* **WHAT TO PRODUCE**
Go through the entries and set each one down exactly.

[Opening INPUT DATA section]

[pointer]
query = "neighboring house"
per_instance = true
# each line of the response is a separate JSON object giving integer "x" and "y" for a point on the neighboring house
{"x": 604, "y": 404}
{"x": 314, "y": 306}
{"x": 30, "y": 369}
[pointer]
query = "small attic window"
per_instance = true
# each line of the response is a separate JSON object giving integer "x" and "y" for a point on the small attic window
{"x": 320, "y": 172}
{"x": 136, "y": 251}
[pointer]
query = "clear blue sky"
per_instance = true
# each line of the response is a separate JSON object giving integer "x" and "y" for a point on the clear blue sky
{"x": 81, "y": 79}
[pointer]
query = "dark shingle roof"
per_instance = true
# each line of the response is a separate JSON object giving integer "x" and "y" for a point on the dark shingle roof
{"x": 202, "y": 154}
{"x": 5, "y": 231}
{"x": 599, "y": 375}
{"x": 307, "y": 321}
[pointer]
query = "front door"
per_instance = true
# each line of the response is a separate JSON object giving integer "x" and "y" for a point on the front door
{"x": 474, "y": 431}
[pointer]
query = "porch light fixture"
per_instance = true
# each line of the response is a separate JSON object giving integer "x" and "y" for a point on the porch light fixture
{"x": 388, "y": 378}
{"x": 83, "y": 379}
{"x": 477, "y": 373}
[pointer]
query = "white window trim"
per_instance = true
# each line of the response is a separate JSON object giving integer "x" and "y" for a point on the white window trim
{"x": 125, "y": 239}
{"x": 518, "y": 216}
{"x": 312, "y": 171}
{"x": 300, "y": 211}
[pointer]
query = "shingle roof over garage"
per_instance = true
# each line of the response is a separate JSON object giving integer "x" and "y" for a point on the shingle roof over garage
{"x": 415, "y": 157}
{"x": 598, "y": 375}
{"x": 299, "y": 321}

[Closing INPUT DATA section]

* **ANSWER AREA**
[pointer]
query = "neighboring house"
per_instance = true
# each line of the response is a separate JSON object giving integer "x" and "y" for a point on the neighboring house
{"x": 604, "y": 404}
{"x": 314, "y": 306}
{"x": 30, "y": 369}
[pointer]
query = "small attic window"
per_instance = true
# each line of the response is a separate JSON object giving integer "x" and "y" for a point on the small attic window
{"x": 320, "y": 172}
{"x": 136, "y": 251}
[pointer]
query = "clear blue sky"
per_instance = true
# each line of the response is a separate JSON object giving integer "x" and "y" for a point on the clear blue sky
{"x": 81, "y": 79}
[pointer]
query = "dark shingle roof"
per_instance = true
# each line of the response is a separate JSON object giving integer "x" and "y" for a point on the dark shingle roof
{"x": 202, "y": 154}
{"x": 5, "y": 231}
{"x": 599, "y": 375}
{"x": 307, "y": 321}
[pointer]
query = "front door"
per_instance = true
# each line of the response is a separate JSON object giving integer "x" and "y" for a point on the front door
{"x": 474, "y": 431}
[pointer]
query = "porch light fixture"
per_instance = true
# each line of the response is a separate JSON object giving integer "x" and "y" for a point on the porch light fixture
{"x": 388, "y": 378}
{"x": 83, "y": 379}
{"x": 477, "y": 373}
[pointer]
query = "white window trim"
per_instance = true
# each line of the response is a separate JSON object giving integer "x" and "y" for a point on the white window trim
{"x": 125, "y": 239}
{"x": 518, "y": 216}
{"x": 312, "y": 171}
{"x": 300, "y": 211}
[pointer]
query = "shingle roof over garage"
per_instance = true
# each line of the response is a separate JSON object giving integer "x" and "y" for a point on the shingle roof over garage
{"x": 415, "y": 157}
{"x": 598, "y": 375}
{"x": 299, "y": 321}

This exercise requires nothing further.